START Provided data

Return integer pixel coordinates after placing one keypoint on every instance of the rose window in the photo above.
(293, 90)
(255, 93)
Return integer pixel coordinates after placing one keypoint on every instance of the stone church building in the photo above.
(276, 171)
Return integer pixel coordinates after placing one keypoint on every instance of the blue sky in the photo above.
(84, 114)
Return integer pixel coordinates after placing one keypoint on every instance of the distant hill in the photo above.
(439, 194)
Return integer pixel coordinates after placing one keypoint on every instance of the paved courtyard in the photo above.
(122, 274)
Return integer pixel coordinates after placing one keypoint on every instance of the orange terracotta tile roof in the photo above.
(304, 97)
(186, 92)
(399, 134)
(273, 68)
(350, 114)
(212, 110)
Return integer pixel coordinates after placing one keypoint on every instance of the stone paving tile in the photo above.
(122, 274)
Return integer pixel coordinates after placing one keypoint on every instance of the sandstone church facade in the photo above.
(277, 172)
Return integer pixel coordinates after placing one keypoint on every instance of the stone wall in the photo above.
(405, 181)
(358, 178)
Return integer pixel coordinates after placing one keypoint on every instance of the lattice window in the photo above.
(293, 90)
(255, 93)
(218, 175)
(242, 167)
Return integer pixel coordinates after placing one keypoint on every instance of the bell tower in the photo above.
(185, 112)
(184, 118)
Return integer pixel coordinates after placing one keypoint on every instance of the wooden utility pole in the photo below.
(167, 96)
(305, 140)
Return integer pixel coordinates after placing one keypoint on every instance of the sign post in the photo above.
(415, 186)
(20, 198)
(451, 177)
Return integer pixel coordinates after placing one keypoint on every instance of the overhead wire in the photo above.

END Provided data

Task »
Every line above must appear again in your reply, exactly as written.

Completed exercise »
Return integer pixel coordinates after placing one keypoint on every instance of the rose window in the photo above.
(293, 90)
(255, 93)
Return integer pixel coordinates after placing one keypoint on every instance of the stone church building in the photo above.
(276, 171)
Return integer pixel coordinates after placing one keypoint on every instance of the blue sky in the photo above.
(84, 114)
Return integer pixel coordinates after placing one keypoint on every instance of the distant hill in the photo above.
(439, 194)
Return integer pixel coordinates after placing one keypoint on every instance of the paved courtyard in the photo above.
(122, 274)
Return integer pixel coordinates after placing one keypoint on every instance of the orange terracotta tile roof in the photo above.
(304, 97)
(186, 92)
(399, 134)
(273, 68)
(350, 114)
(212, 110)
Return integer pixel coordinates after placing one keypoint on every instance of the stone paving tile in the photo above.
(122, 274)
Return integer pixel coordinates after placing one keypoint on every instance of the sandstone church facade in the photo above.
(277, 172)
Return integer pixel coordinates after placing one keypoint on every instance of the stone wall in the photo above.
(405, 181)
(358, 178)
Return integer pixel coordinates after placing one keypoint on every instance of the lattice window in the photo above.
(293, 90)
(255, 93)
(218, 175)
(242, 167)
Return integer pixel coordinates after placing one keypoint on every instance of the bell tower in the photo above.
(185, 112)
(184, 118)
Return integer pixel coordinates after placing one keypoint on every instance of the wooden utility pole in the photo below.
(167, 96)
(305, 140)
Return integer pixel coordinates after placing one keypoint on every instance of the sign post in the photo above.
(415, 186)
(20, 198)
(451, 177)
Return integer pixel coordinates after placing one keypoint on every instance of the overhead wire in the photo above.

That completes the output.